### Exercise brief:
In the mailing-list thread on storing duplicates in B-tree indexes, what shared_buffers value does the custom config set?

### Selected excerpt:
+---+
Re: [WIP] Effective storage of duplicates in B-tree index.

From: Thom Brown <thom(at)linux(dot)com>
To: Anastasia Lubennikova <a(dot)lubennikova(at)postgrespro(dot)ru>
Cc: PostgreSQL-development <pgsql-hackers(at)postgresql(dot)org>
Subject: Re: [WIP] Effective storage of duplicates in B-tree index.
Date: 2016-02-02 11:59:21
Message-ID: CAA-aLv6CD8VZYo40unBewD+8XfQ-9jT0KcPYjQObBiaUsKicgA@mail.gmail.com
Views: Raw Message | Whole Thread | Download mbox | Resend email
Thread:
Lists: pgsql-hackers

On 2 February 2016 at 11:47, Anastasia Lubennikova
<a(dot)lubennikova(at)postgrespro(dot)ru> wrote:
>
>
> 29.01.2016 20:43, Thom Brown:
>
>> On 29 January 2016 at 16:50, Anastasia Lubennikova
>> <a(dot)lubennikova(at)postgrespro(dot)ru> wrote:
>>>
>>> 29.01.2016 19:01, Thom Brown:
>>>>
>>>> On 29 January 2016 at 15:47, Aleksander Alekseev
>>>> <a(dot)alekseev(at)postgrespro(dot)ru> wrote:
>>>>>
>>>>> I tested this patch on x64 and ARM servers for a few hours today. The
>>>>> only problem I could find is that INSERT works considerably slower
>>>>> after
>>>>> applying a patch. Beside that everything looks fine - no crashes, tests
>>>>> pass, memory doesn't seem to leak, etc.
>>>
>>> Thank you for testing. I rechecked that, and insertions are really very
>>> very
>>> very slow. It seems like a bug.
>>>
>>>>>> Okay, now for some badness. I've restored a database containing 2
>>>>>> tables, one 318MB, another 24kB. The 318MB table contains 5 million
>>>>>> rows with a sequential id column. I get a problem if I try to delete
>>>>>> many rows from it:
>>>>>> # delete from contacts where id % 3 != 0 ;
>>>>>> WARNING: out of shared memory
>>>>>> WARNING: out of shared memory
>>>>>> WARNING: out of shared memory
>>>>>
>>>>> I didn't manage to reproduce this. Thom, could you describe exact steps
>>>>> to reproduce this issue please?
>>>>
>>>> Sure, I used my pg_rep_test tool to create a primary (pg_rep_test
>>>> -r0), which creates an instance with a custom config, which is as
>>>> follows:
>>>>
>>>> shared_buffers = 8MB
>>>> max_connections = 7
>>>> wal_level = 'hot_standby'
>>>> cluster_name = 'primary'
>>>> max_wal_senders = 3
>>>> wal_keep_segments = 6
>>>>
>>>> Then create a pgbench data set (I didn't originally use pgbench, but
>>>> you can get the same results with it):
>>>>
>>>> createdb -p 5530 pgbench
>>>> pgbench -p 5530 -i -s 100 pgbench
>>>>
>>>> And delete some stuff:
>>>>
>>>> thom(at)swift:~/Development/test$ psql -p 5530 pgbench
>>>> Timing is on.
+---+
### Provided data:

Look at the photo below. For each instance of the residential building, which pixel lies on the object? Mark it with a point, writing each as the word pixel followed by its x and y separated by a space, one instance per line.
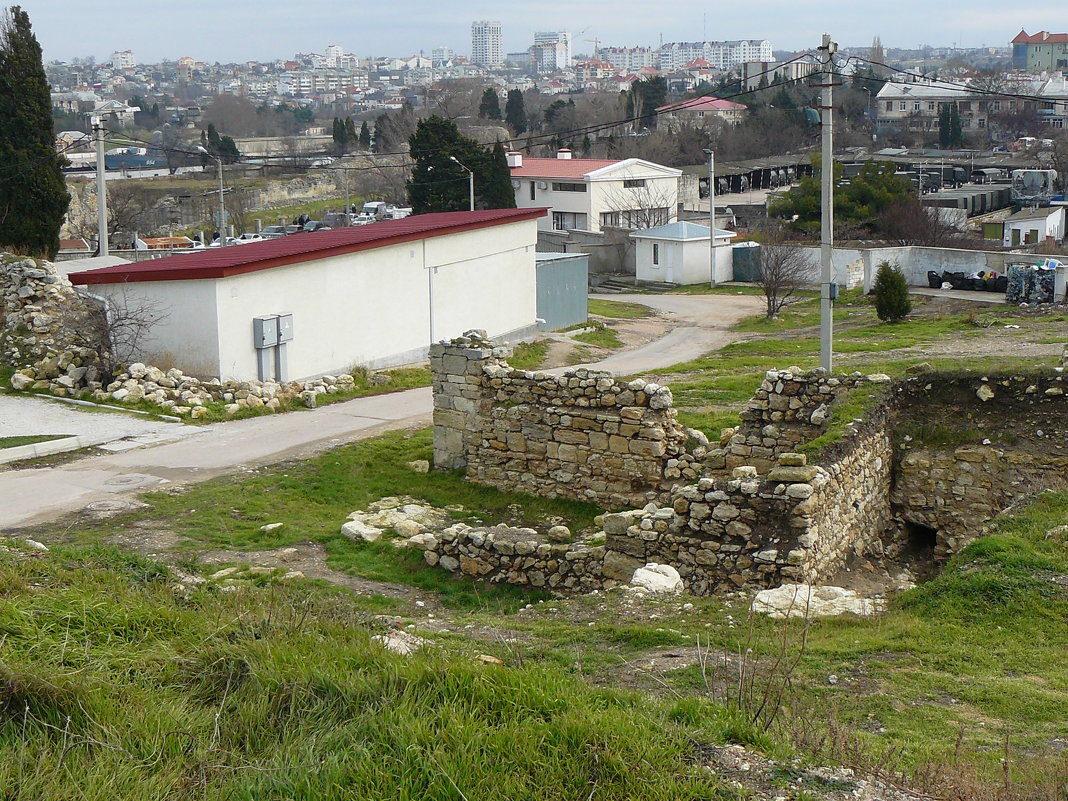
+---+
### The completed task:
8MB